__The exercise__:
Set out the lines below as a numbered list, skipping any blank ones. Leave the picture out of your answer.

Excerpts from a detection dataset
◇ ◇ ◇

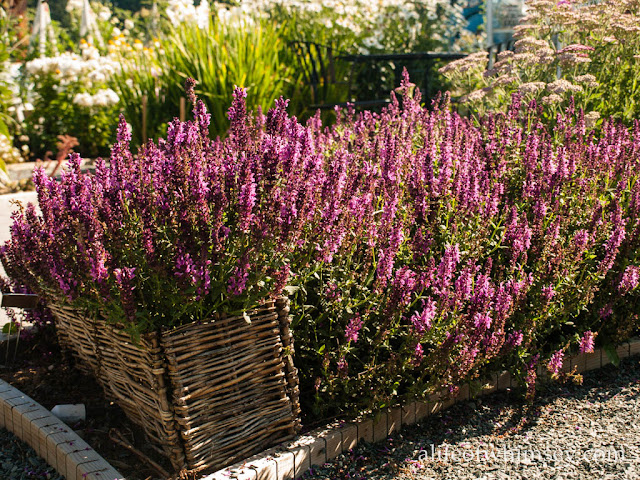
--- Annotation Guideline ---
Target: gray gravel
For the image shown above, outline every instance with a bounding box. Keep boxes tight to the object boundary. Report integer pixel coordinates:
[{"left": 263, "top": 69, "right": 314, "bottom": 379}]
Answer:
[
  {"left": 303, "top": 356, "right": 640, "bottom": 480},
  {"left": 0, "top": 428, "right": 64, "bottom": 480}
]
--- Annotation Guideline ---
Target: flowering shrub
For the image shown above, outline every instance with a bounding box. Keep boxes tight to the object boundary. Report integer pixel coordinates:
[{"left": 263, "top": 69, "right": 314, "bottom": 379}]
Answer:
[
  {"left": 293, "top": 79, "right": 640, "bottom": 415},
  {"left": 2, "top": 80, "right": 340, "bottom": 334},
  {"left": 441, "top": 0, "right": 640, "bottom": 126},
  {"left": 0, "top": 75, "right": 640, "bottom": 415}
]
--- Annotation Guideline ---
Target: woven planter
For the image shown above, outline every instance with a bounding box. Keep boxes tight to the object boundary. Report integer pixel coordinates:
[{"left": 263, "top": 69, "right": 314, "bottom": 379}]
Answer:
[{"left": 49, "top": 299, "right": 300, "bottom": 471}]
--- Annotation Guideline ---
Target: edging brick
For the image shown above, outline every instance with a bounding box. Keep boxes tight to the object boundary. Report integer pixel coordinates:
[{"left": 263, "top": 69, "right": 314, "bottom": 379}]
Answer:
[
  {"left": 205, "top": 338, "right": 640, "bottom": 480},
  {"left": 0, "top": 380, "right": 124, "bottom": 480}
]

◇ ◇ ◇

__Answer to this problem__:
1. --- Annotation Guideline ---
2. Target: gray gravel
3. For the image shown above, outline every instance with a bounding box. Keep boxes tight to the object boundary. Report integer pixel coordinates:
4. [{"left": 263, "top": 69, "right": 314, "bottom": 379}]
5. Answer:
6. [
7.   {"left": 303, "top": 356, "right": 640, "bottom": 480},
8.   {"left": 0, "top": 428, "right": 64, "bottom": 480}
9. ]
10. --- Annotation Guideline ---
11. Target: flowering shrub
12. For the image shown above, outline every instance with a bounding box. Keep boxes tight to the object boundary. Report integer pixel coordinates:
13. [{"left": 263, "top": 69, "right": 314, "bottom": 379}]
14. Answer:
15. [
16.   {"left": 293, "top": 79, "right": 640, "bottom": 415},
17.   {"left": 2, "top": 80, "right": 340, "bottom": 334},
18.   {"left": 441, "top": 0, "right": 640, "bottom": 126},
19.   {"left": 0, "top": 75, "right": 640, "bottom": 415}
20. ]
21. --- Annotation Guideline ---
22. Target: woven planter
23. For the image shown above, outline every instance with a bounding box. Keep boxes tight to the object boundary. Report integer pixel coordinates:
24. [{"left": 263, "top": 69, "right": 314, "bottom": 379}]
25. Answer:
26. [{"left": 49, "top": 299, "right": 300, "bottom": 471}]
27. --- Annotation Guideline ---
28. Target: edging brick
29. For the image shown above, outline every instance with a bounding box. Keep boxes tight to the object boundary. Report integer pixel coordinates:
30. [{"left": 263, "top": 69, "right": 314, "bottom": 379}]
31. Answer:
32. [
33.   {"left": 205, "top": 338, "right": 640, "bottom": 480},
34.   {"left": 0, "top": 380, "right": 124, "bottom": 480}
35. ]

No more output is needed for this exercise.